#### Page text

Jeffrey Zuckerman at The Quarterly Conversation:
And so Pitol writes early in the first volume of his “Trilogy of Memory” that “Lately, I have been very aware that I have a past. Not only because I have reached an age when the greater part of the journey has been traveled, but also because I now know fragments of my childhood that until recently were off-limits to me.” What results from this declaration is a very unusual book that diverges from the standard tropes of memoir. Rather than attempt to divulge personal details or set the record straight, Pitol seeks to do something more personal and internalized: to fill in the gaps and holes of his memory before they grow bigger and deeper. The end result may have been aestheticized after the fact, but we are ultimately reading something that was written for the author alone. We are invited to forget ourselves, to put on the persona of Pitol himself and close up the wounds of time and memory by reading these words of his various travelings, readings, and meetings across the Western world.

########
#### Material supplied

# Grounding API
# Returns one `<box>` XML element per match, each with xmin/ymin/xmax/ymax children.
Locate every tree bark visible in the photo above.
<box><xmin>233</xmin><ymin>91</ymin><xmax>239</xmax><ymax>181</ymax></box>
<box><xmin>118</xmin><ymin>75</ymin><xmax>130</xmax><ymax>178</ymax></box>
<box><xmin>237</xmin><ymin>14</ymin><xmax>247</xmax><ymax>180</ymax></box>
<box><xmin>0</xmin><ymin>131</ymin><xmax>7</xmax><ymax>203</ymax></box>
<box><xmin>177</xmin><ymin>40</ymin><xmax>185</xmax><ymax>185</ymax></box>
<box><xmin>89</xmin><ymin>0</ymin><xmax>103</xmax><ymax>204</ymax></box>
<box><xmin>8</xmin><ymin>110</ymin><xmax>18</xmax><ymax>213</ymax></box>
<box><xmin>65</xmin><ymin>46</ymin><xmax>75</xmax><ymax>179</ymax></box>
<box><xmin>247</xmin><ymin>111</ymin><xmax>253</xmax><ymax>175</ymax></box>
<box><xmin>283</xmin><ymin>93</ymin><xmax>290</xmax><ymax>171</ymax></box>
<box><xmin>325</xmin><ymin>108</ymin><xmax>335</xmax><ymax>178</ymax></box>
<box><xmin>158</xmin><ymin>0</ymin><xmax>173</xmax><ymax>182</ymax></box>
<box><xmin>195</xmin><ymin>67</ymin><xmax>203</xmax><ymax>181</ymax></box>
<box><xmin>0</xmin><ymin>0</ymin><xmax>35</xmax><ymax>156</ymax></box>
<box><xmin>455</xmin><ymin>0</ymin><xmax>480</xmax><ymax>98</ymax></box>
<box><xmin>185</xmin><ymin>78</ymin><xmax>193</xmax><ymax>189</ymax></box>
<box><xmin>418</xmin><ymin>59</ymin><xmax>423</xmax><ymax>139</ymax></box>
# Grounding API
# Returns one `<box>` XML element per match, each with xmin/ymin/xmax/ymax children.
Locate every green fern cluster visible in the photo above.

########

# Actions to take
A) Identify every line in the rows that contains the string "above", and copy each such line in full.
B) Continue the passage on Pitol's memoir, starting right after its last sentence.

# Responses per task
A)
Locate every tree bark visible in the photo above.
Locate every green fern cluster visible in the photo above.

B)
After some four hundred pages of The Art of Flight, readers could be excused for thinking ofThe Journey’s 165 pages as a continuation of or an appendix to its predecessor. But to do so would be to underestimate the canvas on which Pitol is now working. When herida reappears in the middle volume of the “Trilogy of Memory,” it does so on a broader scale. In describing a Czech woman who would teach him Russian, Pitol writes that “Like all Czechs, she felt the wound of history in her marrow; she no longer believed in the possibility of a revival of socialism.”
more here.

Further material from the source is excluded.